SUPPLIED PASSAGE –

[Start of section]

Screening of diabetic retinopathy: effect of field number and mydriasis on sensitivity and specificity of digital fundus photography.Diabetes Metab. 2008 Jun; 34(3):290-3.DM
To evaluate the sensitivity and specificity of one- and three-field, nonmydriatic and mydriatic, and 45 degrees digital colour photography compared with mydriatic indirect ophthalmoscopy for diabetic retinopathy (DR) screening.
A group of 79 patients (158 eyes) were included in this prospective study. Colour fundus photographs were taken with a Topcon TRC-NW6S digital camera, using four different techniques--single-field nonmydriatic; three-field nonmydriatic; single-field mydriatic; and three-field mydriatic--followed by dilated ophthalmoscopy. Two independent ophthalmologists classified blinded photographs according to the presence or absence of specific diabetic retinal findings. The sensitivity, specificity and agreement (kappa analyses) of the four methods were calculated for the presence or absence of DR and for all diabetic retinal findings.

[End of section]

GIVEN MATERIAL –
[Start of section]

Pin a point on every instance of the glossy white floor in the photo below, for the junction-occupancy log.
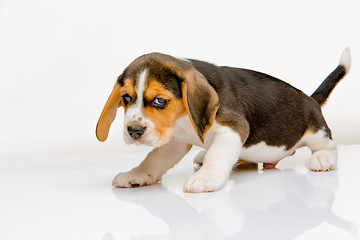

[End of section]

ACTION ITEM A – In the retinopathy screening abstract, what camera took the color fundus photographs?
ACTION ITEM B – Check each statement against the retinopathy screening abstract and say yes or no, quoting the words that settle it: (i) The study looked back at past patient records. (ii) Two ophthalmologists graded the photographs without knowing other details. (iii) The photos were measured against mydriatic indirect ophthalmoscopy.
ACTION ITEM C – Extend the retinopathy screening abstract, picking up right after its last sentence.

TASK RESULT A – A Topcon TRC-NW6S digital camera.

TASK RESULT B –
(i) No: "A group of 79 patients (158 eyes) were included in this prospective study."
(ii) Yes: "Two independent ophthalmologists classified blinded photographs"
(iii) Yes: "compared with mydriatic indirect ophthalmoscopy for diabetic retinopathy (DR) screening."

TASK RESULT C –
The sensitivity and specificity of digital photography compared with ophthalmoscopy for detection of DR were, respectively: 77 and 99% using single-field nonmydriatic; 92 and 97% using three-field nonmydriatic; 90 and 98% using single-field mydriatic; 97 and 98% using three-field mydriatic. The degrees of agreement for the four methods were 0.82, 0.90, 0.90 and 0.95, respectively. For specific retinal findings, sensitivity was greater for detection of hard exudates, nerve fibre layer haemorrhage and venous beading, and lower for detection of microaneurysms, dot-blot haemorrhage, cotton wool spots and intraretinal microvascular anomalies.
The three-field strategy without pupil dilation represents a good compromise, with reasonable sensitivity and good comfort (short examination duration, able to drive after photography) favouring patient compliance with the screening programme.